___ EXTRAIT FOURNI ___
Et je vois, détournant mon regard de ces faces maladivement pâles, déjà tavelées par la Mort, et j'entends, refusant d'écouter ces filets limoneux de voix pourries, et j'entends et je vois venir l'horreur, le chaos, le déchaînement des instincts les plus bas que ces petits professeurs de morale croyaient définitivement ensevelis sous des millénaires de massacres, de sacrifices et de déprédations inhumaines.
C'est maintenant le triomphe d'un Kurtz boueux qui a enfin pu s'échapper de son repaire tapi au plus profond de la jungle, qu'importe qu'il arbore une face de noir aux yeux injectés par la haine. Une autre face n'est pas moins redoutable pourtant, celle-ci livide et sans âme, celle du petit-bourgeois européen réglant consciencieusement le thermostat du four de crémation.
___ ENREGISTREMENTS FOURNIS ___
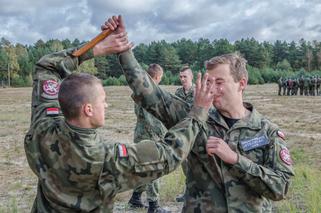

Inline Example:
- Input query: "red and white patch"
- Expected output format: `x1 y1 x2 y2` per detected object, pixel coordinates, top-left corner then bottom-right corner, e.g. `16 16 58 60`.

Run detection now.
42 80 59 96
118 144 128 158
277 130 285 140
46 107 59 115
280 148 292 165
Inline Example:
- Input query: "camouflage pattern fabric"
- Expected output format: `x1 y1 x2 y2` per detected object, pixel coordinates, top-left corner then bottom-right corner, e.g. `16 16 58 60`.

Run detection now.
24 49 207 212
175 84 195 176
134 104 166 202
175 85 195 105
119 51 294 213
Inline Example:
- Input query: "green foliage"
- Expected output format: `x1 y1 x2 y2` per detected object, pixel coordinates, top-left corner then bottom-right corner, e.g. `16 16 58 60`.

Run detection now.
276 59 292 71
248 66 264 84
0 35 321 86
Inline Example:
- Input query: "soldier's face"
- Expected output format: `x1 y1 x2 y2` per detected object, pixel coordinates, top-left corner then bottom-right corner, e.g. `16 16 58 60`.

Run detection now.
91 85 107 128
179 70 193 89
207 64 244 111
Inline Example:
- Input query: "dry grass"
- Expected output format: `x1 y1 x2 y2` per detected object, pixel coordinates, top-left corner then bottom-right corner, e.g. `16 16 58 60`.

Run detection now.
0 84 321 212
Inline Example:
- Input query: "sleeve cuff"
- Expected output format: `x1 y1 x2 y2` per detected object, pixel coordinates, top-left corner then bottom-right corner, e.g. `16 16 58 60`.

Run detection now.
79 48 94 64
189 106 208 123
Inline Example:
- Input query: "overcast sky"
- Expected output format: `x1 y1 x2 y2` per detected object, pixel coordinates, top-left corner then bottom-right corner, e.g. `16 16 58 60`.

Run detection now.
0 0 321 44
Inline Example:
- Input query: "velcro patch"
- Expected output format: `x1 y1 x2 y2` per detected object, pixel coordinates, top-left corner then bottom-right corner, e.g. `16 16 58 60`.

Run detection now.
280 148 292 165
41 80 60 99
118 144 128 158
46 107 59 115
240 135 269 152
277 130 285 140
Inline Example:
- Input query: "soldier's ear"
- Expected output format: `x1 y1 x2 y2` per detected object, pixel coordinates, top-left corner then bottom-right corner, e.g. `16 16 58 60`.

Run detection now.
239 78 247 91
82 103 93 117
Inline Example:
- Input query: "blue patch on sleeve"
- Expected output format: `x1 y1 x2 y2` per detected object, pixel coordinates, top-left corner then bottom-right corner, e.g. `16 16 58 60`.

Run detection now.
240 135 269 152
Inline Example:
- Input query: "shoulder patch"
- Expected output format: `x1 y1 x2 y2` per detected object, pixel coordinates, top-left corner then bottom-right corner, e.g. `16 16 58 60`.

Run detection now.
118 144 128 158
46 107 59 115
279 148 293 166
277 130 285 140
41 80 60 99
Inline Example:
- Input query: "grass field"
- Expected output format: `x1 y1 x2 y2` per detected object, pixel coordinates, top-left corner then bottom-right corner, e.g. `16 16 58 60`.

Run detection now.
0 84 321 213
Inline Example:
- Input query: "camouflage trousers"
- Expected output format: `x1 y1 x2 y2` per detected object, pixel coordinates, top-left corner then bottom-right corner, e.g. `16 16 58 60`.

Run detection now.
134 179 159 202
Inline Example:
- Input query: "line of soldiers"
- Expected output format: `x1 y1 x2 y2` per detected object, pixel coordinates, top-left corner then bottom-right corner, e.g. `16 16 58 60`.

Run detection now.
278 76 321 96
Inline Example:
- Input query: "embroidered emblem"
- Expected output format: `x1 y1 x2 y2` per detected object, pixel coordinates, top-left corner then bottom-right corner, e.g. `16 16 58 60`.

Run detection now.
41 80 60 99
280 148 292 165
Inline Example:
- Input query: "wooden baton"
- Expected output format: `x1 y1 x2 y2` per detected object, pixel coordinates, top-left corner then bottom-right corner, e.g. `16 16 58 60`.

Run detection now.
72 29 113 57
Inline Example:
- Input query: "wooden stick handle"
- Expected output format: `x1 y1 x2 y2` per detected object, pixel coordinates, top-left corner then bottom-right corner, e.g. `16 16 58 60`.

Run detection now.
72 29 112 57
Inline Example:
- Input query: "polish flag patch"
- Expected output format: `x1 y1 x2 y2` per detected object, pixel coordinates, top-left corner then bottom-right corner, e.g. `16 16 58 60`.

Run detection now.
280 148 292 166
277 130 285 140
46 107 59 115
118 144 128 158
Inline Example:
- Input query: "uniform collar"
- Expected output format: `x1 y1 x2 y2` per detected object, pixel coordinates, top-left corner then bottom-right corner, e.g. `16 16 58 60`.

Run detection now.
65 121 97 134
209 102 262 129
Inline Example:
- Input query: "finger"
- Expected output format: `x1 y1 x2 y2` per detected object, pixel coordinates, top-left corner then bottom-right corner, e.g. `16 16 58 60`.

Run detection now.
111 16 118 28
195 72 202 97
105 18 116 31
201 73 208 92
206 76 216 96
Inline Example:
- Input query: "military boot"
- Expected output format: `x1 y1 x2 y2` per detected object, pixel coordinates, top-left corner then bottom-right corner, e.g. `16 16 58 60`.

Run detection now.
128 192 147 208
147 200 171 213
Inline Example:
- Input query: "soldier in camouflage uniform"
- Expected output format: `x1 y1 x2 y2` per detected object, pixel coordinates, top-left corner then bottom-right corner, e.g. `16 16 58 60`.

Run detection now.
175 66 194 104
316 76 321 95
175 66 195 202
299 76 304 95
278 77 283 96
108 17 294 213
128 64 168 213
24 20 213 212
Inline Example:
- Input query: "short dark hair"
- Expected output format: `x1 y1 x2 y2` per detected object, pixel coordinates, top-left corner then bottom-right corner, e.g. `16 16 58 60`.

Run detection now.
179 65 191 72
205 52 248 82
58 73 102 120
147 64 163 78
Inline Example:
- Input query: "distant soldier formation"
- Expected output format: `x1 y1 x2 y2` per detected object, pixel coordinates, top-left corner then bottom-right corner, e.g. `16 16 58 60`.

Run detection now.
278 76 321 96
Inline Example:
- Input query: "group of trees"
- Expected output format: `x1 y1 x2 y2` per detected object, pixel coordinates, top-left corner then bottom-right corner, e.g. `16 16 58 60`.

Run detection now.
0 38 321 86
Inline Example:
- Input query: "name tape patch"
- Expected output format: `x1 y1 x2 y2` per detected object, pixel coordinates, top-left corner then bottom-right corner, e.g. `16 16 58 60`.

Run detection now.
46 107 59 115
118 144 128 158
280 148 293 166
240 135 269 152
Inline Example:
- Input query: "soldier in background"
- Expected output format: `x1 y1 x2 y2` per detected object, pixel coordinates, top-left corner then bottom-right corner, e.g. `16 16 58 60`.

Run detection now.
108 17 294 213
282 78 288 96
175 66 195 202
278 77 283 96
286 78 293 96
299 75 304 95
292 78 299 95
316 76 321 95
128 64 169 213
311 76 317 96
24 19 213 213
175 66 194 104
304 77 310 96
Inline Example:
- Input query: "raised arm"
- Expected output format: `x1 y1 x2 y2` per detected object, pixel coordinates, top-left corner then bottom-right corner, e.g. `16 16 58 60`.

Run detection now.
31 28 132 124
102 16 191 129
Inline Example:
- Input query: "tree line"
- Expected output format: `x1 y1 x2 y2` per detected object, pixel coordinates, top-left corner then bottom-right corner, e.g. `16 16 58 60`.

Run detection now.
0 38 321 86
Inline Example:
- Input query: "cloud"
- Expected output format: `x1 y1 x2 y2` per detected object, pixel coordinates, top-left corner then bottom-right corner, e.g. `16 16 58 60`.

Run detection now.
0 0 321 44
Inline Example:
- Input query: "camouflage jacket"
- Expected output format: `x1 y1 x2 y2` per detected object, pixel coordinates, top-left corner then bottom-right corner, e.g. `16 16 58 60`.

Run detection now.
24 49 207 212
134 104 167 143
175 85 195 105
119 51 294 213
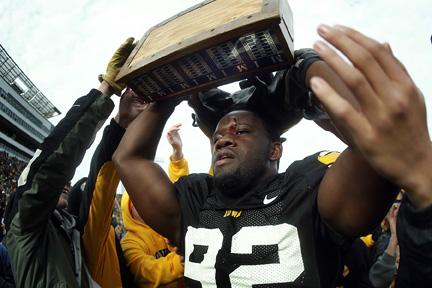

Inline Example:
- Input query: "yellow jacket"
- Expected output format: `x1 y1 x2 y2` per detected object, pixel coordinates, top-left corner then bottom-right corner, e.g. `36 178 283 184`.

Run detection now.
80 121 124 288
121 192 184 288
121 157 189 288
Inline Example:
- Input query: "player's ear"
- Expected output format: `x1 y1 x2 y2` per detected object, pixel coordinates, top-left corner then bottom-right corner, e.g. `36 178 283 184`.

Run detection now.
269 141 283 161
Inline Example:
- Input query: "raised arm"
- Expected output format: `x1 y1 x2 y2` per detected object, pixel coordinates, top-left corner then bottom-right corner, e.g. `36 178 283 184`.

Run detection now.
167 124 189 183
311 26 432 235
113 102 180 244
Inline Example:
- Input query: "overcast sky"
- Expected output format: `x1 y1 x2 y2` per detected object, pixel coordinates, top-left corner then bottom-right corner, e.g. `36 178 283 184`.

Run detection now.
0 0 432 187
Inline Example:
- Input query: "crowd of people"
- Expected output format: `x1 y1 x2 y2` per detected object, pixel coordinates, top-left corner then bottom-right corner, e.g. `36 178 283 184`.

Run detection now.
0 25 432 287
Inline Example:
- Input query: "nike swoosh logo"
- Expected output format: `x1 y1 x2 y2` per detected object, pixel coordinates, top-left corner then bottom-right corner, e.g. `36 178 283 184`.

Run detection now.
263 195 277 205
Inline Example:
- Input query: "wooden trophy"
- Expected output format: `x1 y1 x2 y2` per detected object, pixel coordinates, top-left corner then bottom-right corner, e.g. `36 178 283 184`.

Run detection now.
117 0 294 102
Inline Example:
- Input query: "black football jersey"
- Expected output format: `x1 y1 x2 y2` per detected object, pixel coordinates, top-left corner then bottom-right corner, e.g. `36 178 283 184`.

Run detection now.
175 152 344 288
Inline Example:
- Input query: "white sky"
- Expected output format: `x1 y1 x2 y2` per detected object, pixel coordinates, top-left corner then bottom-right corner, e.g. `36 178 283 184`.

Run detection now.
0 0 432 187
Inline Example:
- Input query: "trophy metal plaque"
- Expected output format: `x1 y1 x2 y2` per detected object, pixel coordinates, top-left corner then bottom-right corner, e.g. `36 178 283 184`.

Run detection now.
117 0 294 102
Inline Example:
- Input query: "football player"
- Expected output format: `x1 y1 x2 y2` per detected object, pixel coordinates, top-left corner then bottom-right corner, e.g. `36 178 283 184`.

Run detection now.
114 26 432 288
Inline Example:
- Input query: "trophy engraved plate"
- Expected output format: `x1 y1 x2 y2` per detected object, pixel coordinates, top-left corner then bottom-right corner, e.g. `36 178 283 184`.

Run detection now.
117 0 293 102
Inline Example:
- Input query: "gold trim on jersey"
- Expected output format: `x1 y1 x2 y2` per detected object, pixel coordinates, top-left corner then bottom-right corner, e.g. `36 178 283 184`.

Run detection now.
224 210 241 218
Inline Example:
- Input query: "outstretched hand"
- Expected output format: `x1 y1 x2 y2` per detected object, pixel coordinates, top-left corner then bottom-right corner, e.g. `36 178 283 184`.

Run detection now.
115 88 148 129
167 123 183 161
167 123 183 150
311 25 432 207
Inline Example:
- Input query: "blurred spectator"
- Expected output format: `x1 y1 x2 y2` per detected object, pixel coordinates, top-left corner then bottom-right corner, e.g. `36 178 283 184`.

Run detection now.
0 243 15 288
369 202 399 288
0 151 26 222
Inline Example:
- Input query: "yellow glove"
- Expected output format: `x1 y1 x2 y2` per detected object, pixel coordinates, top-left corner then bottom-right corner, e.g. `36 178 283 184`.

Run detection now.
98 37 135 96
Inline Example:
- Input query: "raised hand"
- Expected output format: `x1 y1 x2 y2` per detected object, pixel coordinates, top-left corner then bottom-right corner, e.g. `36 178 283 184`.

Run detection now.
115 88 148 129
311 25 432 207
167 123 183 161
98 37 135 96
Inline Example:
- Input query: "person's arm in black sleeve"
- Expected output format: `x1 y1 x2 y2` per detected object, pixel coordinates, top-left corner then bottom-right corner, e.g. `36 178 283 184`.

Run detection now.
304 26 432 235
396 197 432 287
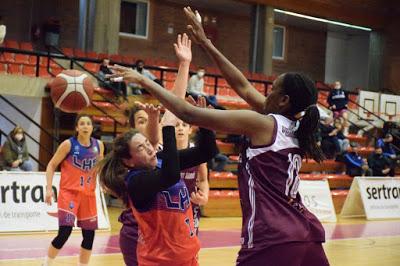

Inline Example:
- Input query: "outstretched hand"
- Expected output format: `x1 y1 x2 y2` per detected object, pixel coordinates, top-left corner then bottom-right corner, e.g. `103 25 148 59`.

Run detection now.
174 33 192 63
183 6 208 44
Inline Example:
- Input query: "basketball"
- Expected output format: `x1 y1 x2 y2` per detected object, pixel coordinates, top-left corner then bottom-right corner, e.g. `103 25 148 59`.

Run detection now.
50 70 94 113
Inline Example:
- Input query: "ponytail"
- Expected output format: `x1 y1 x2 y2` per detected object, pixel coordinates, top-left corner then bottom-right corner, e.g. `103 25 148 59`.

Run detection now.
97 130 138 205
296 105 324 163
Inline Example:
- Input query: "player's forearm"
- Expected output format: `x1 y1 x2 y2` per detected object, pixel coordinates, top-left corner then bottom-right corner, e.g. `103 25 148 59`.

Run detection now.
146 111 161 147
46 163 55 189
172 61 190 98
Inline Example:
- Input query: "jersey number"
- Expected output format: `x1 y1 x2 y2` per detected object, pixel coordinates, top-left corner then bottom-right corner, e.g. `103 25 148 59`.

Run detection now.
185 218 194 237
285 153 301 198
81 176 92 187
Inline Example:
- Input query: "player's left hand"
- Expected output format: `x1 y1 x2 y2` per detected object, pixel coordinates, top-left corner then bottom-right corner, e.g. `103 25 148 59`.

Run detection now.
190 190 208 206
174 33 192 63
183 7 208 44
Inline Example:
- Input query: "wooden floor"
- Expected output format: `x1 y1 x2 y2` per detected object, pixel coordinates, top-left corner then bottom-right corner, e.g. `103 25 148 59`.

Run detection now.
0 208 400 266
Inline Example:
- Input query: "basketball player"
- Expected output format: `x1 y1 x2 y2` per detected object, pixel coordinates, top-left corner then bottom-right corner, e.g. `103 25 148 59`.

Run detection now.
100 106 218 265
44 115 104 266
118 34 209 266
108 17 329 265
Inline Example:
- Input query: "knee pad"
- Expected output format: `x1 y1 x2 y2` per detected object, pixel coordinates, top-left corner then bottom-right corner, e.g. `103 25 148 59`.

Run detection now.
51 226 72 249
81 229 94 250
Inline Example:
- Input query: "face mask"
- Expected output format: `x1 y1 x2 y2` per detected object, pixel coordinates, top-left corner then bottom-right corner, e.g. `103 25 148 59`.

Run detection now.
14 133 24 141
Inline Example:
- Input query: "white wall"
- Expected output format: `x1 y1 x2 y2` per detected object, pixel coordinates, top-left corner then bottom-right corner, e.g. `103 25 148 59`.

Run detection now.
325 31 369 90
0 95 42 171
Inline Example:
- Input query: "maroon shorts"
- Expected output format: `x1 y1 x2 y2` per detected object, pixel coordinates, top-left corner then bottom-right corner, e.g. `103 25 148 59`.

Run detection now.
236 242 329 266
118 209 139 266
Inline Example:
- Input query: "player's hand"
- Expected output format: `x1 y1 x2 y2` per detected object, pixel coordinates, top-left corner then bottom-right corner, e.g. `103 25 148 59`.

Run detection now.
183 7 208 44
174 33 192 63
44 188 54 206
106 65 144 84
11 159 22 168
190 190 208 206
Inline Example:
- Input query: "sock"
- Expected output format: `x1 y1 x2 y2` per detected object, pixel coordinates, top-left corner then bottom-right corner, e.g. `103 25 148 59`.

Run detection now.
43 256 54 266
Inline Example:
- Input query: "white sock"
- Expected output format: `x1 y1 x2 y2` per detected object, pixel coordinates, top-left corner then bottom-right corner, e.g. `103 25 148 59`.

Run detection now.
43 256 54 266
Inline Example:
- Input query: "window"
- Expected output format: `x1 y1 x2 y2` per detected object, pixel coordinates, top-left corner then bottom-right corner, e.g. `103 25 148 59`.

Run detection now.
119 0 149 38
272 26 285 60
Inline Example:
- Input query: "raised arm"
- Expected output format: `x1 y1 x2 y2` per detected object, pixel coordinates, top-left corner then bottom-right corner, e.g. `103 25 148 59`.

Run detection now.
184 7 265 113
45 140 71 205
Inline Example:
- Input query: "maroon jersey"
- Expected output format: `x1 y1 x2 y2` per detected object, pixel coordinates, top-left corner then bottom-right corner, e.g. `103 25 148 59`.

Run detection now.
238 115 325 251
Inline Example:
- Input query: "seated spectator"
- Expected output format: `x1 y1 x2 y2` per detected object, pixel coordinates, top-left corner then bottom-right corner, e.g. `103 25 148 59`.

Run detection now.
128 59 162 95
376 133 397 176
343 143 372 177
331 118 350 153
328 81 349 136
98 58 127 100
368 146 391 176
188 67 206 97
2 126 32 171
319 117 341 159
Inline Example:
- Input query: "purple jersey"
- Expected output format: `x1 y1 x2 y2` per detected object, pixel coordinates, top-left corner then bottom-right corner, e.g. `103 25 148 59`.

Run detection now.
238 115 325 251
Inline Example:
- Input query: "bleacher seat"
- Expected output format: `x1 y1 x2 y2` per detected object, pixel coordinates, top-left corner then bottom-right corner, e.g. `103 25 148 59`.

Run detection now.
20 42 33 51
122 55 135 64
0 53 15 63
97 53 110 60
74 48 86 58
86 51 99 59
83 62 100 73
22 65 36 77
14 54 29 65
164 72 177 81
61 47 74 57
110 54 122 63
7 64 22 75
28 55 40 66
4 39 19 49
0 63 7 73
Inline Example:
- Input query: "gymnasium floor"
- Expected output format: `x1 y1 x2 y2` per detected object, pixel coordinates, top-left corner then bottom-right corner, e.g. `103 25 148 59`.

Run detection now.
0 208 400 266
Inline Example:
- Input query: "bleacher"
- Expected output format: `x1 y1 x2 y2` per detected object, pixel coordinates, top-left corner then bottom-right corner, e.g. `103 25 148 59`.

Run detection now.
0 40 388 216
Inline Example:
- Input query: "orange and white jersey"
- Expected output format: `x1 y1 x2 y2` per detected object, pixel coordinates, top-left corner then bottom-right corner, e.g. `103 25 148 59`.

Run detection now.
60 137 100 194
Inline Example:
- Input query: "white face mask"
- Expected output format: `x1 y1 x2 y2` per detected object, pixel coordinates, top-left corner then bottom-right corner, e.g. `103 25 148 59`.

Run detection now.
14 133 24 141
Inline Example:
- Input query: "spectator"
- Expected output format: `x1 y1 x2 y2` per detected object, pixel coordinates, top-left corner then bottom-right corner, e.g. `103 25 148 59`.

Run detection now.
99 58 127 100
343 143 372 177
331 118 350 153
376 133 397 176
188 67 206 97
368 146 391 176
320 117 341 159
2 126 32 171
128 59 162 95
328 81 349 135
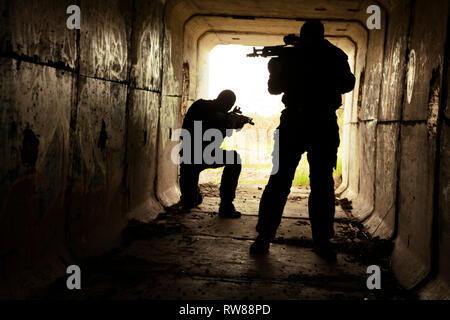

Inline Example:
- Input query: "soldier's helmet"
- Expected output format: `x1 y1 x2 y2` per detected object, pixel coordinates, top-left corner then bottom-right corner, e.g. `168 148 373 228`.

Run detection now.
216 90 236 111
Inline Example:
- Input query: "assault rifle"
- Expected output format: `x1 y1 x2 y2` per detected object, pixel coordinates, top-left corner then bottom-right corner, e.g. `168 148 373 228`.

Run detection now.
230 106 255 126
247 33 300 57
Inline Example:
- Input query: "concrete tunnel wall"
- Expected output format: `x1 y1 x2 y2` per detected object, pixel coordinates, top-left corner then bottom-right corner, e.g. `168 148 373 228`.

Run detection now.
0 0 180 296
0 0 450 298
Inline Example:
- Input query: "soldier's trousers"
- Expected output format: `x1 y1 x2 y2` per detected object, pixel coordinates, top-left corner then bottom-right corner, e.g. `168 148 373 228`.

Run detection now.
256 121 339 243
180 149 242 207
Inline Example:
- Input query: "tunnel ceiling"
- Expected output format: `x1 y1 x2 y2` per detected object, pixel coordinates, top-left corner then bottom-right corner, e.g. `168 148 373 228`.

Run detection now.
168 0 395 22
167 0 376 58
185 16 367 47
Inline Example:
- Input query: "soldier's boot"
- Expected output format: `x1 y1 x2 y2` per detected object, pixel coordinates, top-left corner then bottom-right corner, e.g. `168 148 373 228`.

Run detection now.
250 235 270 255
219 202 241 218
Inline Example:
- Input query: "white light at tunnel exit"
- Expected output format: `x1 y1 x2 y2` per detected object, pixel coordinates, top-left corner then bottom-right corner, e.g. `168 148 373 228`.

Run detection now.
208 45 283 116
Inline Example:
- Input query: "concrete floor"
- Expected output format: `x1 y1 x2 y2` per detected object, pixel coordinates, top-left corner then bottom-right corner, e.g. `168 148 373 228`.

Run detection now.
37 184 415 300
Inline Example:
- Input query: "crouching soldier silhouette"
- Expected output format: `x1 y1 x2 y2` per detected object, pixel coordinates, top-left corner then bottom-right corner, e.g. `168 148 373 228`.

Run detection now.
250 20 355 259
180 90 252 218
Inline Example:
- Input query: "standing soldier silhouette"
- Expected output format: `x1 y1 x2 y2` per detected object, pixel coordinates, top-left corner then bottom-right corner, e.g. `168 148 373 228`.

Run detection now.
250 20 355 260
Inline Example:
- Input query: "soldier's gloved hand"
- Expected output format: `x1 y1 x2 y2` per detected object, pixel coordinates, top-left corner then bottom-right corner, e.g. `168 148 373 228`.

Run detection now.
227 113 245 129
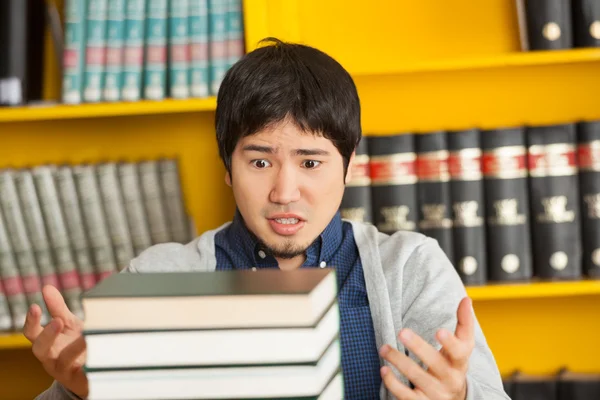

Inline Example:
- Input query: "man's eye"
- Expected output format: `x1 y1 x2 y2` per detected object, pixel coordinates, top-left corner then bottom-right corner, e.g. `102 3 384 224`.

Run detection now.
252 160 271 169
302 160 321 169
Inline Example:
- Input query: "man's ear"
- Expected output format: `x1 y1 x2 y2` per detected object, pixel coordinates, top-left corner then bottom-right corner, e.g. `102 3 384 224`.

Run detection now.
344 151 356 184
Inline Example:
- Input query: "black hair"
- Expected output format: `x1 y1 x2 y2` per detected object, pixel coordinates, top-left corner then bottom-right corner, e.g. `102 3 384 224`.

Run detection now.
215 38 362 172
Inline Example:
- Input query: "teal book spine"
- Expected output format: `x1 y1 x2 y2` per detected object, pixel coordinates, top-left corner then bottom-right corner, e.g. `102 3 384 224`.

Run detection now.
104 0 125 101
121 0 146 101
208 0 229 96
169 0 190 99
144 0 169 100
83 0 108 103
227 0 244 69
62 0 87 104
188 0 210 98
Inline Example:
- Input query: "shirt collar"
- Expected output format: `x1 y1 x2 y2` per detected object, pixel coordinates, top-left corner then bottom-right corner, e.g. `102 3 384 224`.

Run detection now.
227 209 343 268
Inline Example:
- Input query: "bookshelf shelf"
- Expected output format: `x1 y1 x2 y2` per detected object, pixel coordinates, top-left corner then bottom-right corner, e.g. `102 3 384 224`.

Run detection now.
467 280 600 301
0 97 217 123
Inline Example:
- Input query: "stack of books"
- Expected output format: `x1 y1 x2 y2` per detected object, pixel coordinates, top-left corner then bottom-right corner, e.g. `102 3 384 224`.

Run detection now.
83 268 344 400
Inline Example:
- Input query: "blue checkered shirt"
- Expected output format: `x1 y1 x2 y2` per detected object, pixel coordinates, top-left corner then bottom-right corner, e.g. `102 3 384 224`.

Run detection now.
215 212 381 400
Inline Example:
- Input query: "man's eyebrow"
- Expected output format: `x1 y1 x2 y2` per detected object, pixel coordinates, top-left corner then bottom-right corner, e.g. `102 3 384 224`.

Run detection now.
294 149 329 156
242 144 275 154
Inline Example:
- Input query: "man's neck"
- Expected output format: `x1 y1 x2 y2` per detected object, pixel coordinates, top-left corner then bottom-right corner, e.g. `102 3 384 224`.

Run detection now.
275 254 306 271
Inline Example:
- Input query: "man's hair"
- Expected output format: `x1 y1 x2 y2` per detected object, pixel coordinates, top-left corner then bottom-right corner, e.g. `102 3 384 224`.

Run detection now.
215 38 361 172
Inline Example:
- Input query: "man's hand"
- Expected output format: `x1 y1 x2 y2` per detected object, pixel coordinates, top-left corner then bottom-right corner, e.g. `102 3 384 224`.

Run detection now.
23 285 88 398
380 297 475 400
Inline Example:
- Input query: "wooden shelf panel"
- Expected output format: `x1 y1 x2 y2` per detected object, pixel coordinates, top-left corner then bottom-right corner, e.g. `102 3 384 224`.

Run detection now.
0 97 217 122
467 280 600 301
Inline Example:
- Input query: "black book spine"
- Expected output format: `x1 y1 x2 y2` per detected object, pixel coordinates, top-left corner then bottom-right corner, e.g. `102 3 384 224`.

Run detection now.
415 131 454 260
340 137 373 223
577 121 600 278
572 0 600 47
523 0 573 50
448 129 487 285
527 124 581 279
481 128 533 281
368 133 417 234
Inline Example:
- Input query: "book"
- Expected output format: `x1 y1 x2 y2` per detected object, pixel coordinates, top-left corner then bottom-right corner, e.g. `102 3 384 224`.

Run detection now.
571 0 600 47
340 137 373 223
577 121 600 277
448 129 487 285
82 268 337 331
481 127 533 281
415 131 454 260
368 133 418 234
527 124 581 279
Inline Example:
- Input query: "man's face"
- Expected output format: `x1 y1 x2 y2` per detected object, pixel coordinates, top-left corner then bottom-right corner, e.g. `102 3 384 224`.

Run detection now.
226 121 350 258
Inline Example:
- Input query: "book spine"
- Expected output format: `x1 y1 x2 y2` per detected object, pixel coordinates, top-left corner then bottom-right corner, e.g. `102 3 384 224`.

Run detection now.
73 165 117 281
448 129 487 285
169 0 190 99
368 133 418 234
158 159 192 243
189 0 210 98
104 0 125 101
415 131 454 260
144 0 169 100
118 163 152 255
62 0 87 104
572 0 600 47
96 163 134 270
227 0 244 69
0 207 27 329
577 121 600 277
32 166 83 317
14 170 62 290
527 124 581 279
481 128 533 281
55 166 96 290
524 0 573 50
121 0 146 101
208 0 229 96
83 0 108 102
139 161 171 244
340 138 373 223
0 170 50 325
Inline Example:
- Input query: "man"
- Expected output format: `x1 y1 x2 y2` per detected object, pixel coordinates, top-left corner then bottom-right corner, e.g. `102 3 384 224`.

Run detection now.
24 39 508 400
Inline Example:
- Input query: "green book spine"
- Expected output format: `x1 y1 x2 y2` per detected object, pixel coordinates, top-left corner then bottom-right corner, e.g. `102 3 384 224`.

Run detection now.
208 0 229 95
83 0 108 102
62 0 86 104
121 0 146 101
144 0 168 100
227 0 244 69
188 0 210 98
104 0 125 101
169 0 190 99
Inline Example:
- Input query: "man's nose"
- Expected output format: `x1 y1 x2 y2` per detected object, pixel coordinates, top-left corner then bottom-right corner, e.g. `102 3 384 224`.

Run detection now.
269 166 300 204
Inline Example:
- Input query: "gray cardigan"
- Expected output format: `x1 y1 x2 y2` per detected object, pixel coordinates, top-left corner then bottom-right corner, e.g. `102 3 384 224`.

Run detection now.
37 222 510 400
___
- **CONSIGNE**:
Recopiez mot pour mot le passage de l'extrait fourni qui va de « C'est maintenant le » jusqu'à « four de crémation. » inclus.

- **RÉPONSE ATTENDUE**:
C'est maintenant le triomphe d'un Kurtz boueux qui a enfin pu s'échapper de son repaire tapi au plus profond de la jungle, qu'importe qu'il arbore une face de noir aux yeux injectés par la haine. Une autre face n'est pas moins redoutable pourtant, celle-ci livide et sans âme, celle du petit-bourgeois européen réglant consciencieusement le thermostat du four de crémation.